**Requirements**
Count the lines in the listing below that contain the word "tree", and reply with the number alone.

**Supplied information**

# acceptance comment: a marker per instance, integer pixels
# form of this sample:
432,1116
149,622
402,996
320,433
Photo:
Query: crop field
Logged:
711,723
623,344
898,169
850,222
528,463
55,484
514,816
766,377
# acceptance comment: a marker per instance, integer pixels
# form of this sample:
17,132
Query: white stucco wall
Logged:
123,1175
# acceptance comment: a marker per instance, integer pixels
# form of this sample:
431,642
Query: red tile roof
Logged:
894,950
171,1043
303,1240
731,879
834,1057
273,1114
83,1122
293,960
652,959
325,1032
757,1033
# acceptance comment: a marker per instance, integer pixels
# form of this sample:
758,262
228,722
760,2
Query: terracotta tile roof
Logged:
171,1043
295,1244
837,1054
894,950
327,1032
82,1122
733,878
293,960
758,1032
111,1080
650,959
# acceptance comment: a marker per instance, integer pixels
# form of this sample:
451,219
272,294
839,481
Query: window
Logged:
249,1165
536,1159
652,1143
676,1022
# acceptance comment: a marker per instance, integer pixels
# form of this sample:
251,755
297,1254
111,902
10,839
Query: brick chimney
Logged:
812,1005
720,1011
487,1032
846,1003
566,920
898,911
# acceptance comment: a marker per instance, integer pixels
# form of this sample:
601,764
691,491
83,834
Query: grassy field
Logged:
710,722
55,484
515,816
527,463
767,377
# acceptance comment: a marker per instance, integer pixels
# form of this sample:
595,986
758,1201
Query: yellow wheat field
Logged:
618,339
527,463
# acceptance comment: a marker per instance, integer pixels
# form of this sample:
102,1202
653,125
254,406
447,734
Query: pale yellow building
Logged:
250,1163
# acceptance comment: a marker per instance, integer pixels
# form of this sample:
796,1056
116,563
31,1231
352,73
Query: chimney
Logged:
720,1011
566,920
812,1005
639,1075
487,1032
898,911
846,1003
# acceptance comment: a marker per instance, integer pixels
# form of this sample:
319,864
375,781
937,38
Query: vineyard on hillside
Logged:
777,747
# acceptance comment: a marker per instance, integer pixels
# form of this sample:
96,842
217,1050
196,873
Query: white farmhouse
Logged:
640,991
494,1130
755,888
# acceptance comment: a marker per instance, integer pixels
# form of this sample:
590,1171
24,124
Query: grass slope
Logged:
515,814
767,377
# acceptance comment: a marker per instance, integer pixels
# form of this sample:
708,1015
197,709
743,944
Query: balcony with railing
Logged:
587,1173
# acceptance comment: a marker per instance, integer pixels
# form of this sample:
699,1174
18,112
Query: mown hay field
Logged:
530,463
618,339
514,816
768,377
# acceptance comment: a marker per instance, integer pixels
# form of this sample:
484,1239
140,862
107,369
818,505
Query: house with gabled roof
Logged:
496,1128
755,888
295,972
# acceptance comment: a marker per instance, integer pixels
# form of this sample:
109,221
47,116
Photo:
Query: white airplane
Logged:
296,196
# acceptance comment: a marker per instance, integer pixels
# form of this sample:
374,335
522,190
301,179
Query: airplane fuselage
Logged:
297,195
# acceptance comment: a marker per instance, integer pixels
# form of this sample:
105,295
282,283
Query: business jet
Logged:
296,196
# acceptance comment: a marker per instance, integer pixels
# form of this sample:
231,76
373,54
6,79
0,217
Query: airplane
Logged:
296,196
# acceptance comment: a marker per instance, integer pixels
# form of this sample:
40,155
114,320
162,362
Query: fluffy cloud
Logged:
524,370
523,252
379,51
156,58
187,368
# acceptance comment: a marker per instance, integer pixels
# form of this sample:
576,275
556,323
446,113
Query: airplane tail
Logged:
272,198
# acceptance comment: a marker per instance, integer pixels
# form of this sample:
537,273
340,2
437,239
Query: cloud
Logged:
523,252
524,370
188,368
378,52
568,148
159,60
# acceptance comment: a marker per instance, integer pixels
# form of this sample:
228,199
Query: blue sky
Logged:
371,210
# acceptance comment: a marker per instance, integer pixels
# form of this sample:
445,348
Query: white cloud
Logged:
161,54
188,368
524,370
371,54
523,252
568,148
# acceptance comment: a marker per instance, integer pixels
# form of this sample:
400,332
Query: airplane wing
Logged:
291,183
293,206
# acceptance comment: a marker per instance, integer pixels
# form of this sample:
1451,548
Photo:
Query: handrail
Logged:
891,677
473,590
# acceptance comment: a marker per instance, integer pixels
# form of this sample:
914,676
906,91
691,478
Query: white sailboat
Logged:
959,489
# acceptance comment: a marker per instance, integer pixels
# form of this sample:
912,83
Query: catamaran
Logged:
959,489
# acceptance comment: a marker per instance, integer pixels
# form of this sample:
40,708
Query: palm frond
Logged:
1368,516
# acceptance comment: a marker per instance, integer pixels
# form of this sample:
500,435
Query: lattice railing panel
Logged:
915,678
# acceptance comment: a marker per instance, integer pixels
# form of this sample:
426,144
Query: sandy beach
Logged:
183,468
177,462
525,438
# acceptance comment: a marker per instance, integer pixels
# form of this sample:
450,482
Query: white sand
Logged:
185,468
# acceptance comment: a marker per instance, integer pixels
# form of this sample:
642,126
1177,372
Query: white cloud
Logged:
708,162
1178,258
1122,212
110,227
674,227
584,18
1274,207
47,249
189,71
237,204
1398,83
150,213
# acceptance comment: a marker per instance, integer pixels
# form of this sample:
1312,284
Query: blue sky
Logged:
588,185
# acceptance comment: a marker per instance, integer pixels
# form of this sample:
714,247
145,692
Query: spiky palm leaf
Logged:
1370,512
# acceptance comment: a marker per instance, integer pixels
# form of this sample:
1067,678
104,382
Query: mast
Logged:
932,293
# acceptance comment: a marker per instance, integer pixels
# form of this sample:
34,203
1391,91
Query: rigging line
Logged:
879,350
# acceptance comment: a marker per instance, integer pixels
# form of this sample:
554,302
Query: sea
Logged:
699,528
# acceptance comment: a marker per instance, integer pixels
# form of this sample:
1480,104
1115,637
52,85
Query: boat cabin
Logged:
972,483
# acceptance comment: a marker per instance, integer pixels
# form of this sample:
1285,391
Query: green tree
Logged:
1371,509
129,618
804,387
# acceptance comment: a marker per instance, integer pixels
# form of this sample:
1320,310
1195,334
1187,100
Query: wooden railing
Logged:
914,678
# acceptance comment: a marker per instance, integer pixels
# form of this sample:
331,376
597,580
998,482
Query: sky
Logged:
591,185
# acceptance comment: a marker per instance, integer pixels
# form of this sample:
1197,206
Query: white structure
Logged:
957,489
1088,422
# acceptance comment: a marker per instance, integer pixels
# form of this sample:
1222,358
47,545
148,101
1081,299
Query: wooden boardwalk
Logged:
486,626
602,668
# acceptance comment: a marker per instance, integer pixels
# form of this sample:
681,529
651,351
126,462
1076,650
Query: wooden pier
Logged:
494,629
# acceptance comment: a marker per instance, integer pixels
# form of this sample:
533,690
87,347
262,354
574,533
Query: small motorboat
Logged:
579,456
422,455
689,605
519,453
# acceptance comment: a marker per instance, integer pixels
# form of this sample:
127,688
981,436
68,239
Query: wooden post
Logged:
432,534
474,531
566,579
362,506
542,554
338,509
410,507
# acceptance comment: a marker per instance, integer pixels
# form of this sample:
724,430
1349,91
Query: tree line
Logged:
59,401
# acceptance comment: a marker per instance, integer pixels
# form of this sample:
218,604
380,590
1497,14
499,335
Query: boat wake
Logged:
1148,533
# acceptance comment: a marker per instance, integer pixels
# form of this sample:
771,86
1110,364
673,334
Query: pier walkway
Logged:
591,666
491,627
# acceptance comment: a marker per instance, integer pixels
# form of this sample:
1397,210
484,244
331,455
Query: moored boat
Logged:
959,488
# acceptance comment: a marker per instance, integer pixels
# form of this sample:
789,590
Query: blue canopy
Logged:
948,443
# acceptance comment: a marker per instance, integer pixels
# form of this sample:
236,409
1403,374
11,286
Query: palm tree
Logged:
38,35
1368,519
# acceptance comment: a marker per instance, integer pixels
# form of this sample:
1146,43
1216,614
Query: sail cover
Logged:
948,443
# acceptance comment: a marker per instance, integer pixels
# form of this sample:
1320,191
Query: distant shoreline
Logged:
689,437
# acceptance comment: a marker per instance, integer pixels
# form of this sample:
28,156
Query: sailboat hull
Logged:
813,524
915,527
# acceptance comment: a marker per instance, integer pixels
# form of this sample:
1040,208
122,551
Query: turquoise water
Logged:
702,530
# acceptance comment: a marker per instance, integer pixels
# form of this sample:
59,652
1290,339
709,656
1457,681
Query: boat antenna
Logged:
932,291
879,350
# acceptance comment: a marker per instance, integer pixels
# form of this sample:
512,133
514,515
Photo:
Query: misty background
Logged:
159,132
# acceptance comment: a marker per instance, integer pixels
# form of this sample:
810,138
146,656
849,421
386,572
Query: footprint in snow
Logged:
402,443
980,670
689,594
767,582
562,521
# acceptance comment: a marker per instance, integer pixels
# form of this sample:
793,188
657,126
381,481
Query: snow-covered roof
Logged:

**Answer to the task**
3